Please copy every line of the entries from the line with "Where can the limestone rock be seen here?" to the line with "x=39, y=194", both included, offsetting each coordinate in the answers by 143 and leaving all other text unchanged.

Records for this task:
§

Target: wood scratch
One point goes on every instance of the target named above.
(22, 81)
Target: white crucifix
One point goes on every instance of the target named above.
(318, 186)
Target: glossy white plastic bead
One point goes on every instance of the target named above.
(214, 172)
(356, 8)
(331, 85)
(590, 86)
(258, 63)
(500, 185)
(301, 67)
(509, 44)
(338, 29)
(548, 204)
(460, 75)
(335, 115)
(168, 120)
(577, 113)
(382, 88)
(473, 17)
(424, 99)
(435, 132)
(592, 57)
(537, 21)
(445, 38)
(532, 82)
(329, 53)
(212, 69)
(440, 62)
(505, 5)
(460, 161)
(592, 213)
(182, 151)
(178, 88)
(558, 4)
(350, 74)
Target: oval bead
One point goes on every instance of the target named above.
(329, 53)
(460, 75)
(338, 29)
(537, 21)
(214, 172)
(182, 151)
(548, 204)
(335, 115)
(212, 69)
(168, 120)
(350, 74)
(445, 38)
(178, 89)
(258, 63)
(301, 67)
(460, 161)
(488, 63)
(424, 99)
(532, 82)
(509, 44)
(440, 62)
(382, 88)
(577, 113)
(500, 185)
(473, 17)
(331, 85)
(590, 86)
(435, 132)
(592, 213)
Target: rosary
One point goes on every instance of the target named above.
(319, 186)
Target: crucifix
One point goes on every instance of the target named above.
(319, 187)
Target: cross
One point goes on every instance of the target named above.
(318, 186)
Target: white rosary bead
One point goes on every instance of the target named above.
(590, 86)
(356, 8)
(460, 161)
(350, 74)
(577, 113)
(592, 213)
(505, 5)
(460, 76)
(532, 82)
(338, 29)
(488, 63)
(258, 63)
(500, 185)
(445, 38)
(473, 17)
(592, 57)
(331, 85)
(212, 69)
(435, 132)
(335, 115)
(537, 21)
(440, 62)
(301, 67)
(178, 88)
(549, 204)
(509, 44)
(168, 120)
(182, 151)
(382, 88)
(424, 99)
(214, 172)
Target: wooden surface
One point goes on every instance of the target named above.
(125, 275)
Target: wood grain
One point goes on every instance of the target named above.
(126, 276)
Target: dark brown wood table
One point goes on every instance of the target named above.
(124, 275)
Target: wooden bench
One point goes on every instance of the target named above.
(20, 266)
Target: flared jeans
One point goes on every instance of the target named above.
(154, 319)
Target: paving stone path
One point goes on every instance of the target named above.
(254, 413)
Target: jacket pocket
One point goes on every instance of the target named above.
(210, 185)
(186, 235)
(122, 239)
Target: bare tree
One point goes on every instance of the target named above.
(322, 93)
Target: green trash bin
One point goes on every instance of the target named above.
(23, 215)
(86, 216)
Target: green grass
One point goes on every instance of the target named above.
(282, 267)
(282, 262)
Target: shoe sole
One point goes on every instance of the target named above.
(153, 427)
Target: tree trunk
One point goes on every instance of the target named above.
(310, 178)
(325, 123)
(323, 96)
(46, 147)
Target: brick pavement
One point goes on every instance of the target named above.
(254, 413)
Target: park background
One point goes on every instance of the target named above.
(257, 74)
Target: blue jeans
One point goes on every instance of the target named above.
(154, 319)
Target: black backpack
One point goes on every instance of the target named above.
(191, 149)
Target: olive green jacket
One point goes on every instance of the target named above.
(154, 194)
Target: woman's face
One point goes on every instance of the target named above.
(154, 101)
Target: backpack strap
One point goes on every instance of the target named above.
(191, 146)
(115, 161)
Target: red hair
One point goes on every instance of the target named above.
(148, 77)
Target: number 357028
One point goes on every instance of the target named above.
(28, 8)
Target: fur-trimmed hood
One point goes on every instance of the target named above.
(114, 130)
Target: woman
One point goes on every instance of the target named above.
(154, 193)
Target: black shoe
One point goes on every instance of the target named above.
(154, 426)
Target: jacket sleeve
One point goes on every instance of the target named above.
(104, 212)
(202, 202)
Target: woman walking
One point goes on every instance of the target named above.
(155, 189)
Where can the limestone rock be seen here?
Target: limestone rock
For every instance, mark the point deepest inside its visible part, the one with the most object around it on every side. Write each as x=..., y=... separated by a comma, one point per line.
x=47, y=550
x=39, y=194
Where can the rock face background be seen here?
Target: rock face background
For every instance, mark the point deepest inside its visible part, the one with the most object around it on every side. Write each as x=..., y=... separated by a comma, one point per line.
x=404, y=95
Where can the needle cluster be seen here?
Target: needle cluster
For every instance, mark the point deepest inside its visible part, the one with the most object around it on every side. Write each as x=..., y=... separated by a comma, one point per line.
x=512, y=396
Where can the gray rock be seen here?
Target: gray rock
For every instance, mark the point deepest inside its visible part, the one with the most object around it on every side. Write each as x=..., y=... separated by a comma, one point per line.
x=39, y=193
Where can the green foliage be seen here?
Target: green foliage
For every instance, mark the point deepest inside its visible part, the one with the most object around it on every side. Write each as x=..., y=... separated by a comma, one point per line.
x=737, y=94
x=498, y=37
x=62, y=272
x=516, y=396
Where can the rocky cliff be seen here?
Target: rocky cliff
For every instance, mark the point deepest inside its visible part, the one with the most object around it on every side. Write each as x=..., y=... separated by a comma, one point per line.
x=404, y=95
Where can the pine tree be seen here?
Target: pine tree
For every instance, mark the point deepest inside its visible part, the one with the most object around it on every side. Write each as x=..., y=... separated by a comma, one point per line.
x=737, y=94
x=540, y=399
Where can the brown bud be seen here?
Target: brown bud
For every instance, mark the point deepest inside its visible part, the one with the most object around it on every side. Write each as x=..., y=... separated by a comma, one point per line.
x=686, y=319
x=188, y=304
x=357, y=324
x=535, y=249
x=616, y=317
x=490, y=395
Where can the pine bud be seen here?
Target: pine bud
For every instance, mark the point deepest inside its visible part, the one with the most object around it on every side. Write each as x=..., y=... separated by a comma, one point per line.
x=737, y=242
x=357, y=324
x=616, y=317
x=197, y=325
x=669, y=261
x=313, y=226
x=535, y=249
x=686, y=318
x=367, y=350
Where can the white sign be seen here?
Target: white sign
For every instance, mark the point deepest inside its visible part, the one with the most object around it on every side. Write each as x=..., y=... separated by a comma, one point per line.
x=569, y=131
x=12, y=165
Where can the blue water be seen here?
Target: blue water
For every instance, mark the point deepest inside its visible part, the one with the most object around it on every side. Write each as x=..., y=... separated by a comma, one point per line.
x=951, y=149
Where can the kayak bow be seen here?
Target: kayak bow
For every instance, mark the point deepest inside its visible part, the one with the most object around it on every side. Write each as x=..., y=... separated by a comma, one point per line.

§

Task result:
Where can the limestone rock be seen here?
Target: limestone rock
For every instance, mark the point deepest inside its visible part, the one with the most object around it on every side. Write each as x=..., y=... separated by a comma, one point per line.
x=190, y=693
x=182, y=337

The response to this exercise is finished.